**SOURCE PASSAGE:**
Another novel distinction of the present invention over the prior art is in the mounting componentry by which the head holder is mounted to a head gate 100 in height adjustable fashion, particularly in a manner that provides a greater and more tuneable degree to which the head holder can be adjusted in its installed height on the head gate 100. To illustrate the use of this mounting componentry, FIGS. 5 to 8 show the head holder installed on one of two gate panels of a livestock head gate, and FIG. 10 shows the head holder in the operating context of the two gate panels 100A, 100B of the full livestock head gate 100. This illustrated head gate 100 is of a type used at exits of at least some of Applicant's commercially available squeeze chutes, other details of which are omitted, given lack of relevancy to the details of the present invention.

**PROBLEM SET:**
**A)** Copy out the records below line for line, omitting any pictures.
**B)** Continue the passage on mounting the head holder to the livestock head gate, starting right after its last sentence.

**RECORDS:**

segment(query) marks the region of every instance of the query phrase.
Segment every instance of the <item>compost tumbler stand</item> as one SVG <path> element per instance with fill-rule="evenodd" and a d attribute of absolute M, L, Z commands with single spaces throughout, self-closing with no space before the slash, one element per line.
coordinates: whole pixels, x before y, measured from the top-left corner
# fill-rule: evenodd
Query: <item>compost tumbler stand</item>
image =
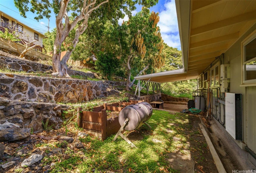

**EXERCISE RESPONSES:**
**A)**
segment(query) marks the region of every instance of the query phrase.
Segment every instance of the <item>compost tumbler stand</item> as one SVG <path> element per instance with fill-rule="evenodd" and a d attribute of absolute M, L, Z commands with single spaces throughout, self-closing with no space before the slash, one element per line.
coordinates: whole pixels, x before y, measured from the top-left corner
# fill-rule: evenodd
Query: <item>compost tumbler stand</item>
image =

**B)**
In the illustrated example, each gate panel 100A, 100B of the headgate 100 is of a skeletal construction composed of a plurality of upright bars 102A-102D standing vertically upright from a horizontally oriented bottom bar 104, and a channel-shaped roller support bracket 106 that is installed atop the upright bars 102A-102D to carry a set of rollers 108 that enable rolling support of the gate panel on an overhead support track (not shown) that is likewise shared by the other gate panel. Of the upright bars 102A-102D, of which there are four in the non-limiting example of the illustrated embodiment, an outside bar 102A of each gate panel 100A, 100B refers to that which resides at an outer side of the gate panel furthest from the other gate panel, an inside bar 102D of each gate panel 100A, 100B refers to that which resides nearest to the other gate panel, outside-adjacent bar 102B refers to a second outermost bar of adjacent relationship to the outside bar 102A, and inside-adjacent bar 102C refers to a second innermost bar of adjacent relationship to the inside bar 102D, and thus also of adjacent relationship to the outside-adjacent bar 102B in the illustrated four-bar embodiment. Each pair of adjacent bars are horizontally separated from one another along the bottom bar 104, thus leaving a vertical slot 110 between each pair of adjacent bars. The mounting of the head holder to the head gate makes use of such a vertical slot 110, and in the non-limiting example of the illustrated embodiment, particularly makes use of the vertical slot 110 between the outside bar 102A and outside-adjacent bar 102B of the gate panel 100A.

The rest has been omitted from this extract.